(EXERCISE REQUIREMENTS):
Below are the records; pull every line that includes "white".

(PROVIDED DATA):
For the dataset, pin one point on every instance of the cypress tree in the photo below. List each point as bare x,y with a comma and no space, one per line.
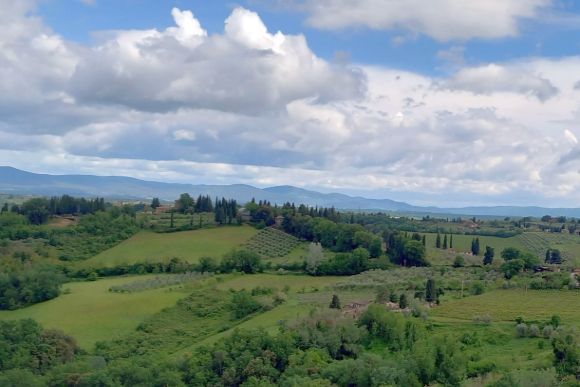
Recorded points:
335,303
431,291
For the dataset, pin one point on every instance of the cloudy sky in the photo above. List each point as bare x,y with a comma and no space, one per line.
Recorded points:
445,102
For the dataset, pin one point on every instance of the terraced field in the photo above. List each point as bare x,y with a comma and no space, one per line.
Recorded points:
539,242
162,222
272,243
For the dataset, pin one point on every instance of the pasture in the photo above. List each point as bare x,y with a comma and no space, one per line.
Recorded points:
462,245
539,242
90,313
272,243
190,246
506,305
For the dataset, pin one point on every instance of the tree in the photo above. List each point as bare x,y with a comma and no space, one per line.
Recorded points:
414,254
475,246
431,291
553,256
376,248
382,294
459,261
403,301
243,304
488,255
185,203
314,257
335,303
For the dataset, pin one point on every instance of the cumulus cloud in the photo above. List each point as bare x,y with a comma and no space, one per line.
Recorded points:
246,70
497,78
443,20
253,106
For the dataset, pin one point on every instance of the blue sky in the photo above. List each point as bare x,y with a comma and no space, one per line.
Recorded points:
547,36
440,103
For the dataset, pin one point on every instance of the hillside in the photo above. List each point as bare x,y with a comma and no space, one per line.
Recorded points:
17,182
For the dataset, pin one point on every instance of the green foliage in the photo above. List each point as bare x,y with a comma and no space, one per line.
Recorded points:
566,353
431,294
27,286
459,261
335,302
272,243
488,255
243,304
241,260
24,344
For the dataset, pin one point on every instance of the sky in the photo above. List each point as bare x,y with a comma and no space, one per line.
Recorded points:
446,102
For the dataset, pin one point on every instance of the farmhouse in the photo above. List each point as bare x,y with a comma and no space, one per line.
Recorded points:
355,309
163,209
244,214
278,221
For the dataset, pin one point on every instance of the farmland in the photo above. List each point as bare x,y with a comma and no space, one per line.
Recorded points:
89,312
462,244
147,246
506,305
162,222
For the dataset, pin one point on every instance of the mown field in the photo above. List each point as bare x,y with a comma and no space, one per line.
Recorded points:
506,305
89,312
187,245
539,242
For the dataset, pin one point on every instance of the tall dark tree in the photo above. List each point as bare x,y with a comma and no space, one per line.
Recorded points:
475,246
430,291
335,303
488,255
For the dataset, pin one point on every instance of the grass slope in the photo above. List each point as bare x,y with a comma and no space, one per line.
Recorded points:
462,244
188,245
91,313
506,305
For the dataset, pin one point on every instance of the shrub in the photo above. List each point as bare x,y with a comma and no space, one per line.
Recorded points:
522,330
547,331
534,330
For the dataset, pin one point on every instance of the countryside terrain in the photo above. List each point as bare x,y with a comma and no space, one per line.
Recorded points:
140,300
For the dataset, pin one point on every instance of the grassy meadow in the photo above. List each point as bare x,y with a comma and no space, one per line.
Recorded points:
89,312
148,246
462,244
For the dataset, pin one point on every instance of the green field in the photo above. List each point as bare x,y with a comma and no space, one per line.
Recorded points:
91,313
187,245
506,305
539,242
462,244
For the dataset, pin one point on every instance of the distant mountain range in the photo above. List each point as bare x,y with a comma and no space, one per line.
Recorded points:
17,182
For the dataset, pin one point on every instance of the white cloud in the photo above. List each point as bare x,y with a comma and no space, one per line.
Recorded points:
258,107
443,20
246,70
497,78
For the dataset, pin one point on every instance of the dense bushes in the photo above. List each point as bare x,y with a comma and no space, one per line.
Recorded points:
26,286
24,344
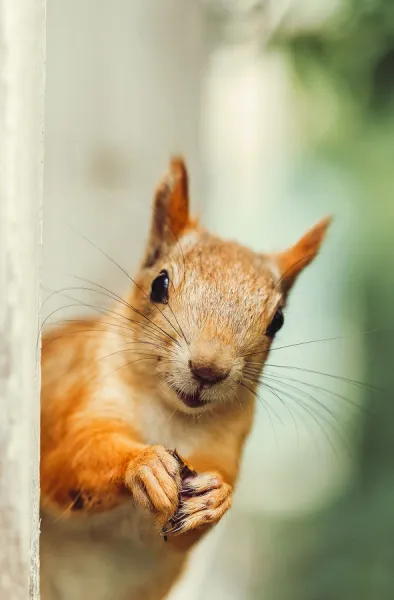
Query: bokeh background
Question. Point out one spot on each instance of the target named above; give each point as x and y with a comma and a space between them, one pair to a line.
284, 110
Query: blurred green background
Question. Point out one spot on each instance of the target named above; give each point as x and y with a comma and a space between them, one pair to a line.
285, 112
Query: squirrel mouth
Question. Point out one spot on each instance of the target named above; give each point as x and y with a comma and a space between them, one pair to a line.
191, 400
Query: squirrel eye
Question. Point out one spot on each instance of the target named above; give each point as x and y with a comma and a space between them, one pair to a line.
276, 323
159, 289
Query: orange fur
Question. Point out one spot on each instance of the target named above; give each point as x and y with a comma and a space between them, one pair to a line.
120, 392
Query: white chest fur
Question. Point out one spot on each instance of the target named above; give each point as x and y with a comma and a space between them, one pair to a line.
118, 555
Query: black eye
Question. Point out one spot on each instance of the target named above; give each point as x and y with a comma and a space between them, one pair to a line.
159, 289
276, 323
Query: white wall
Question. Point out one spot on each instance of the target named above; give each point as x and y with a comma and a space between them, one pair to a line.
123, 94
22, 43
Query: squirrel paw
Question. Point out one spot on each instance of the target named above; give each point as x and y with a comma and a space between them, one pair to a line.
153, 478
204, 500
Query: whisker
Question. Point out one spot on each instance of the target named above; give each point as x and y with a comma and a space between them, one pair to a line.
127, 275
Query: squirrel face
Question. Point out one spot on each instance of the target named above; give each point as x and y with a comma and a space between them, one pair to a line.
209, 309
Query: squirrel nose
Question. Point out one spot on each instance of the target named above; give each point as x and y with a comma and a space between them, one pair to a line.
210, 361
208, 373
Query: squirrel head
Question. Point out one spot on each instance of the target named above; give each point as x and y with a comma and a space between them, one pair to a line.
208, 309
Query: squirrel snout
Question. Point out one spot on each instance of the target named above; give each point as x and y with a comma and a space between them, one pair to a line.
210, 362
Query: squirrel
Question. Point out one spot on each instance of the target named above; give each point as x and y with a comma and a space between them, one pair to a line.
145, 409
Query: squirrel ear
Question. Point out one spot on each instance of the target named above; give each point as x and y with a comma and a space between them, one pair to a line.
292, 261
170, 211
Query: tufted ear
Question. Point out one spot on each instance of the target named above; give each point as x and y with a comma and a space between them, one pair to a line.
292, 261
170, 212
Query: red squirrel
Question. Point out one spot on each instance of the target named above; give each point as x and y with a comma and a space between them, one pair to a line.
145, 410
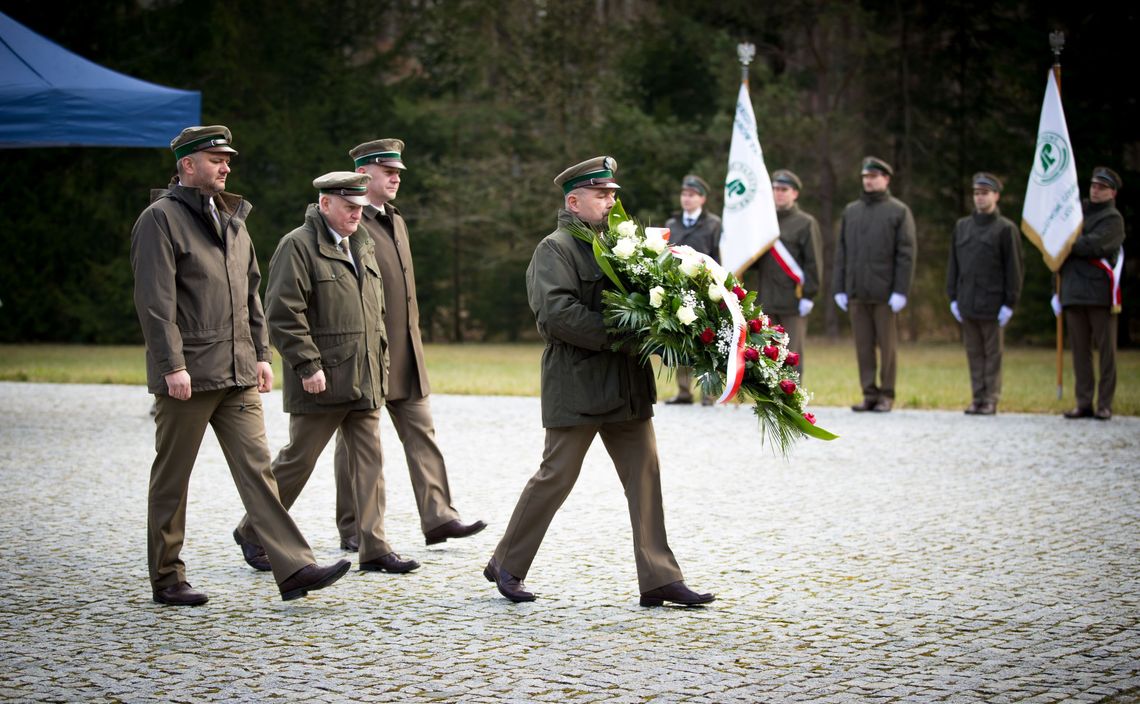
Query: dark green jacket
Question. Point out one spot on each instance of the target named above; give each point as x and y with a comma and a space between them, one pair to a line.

(EXERCISE ANSWER):
For the dataset, pin one point on every instance of the white cloud in the photo above. List each point as bare x,y with a comma and no space, one per line.
Query: white chest fur
Query: white wall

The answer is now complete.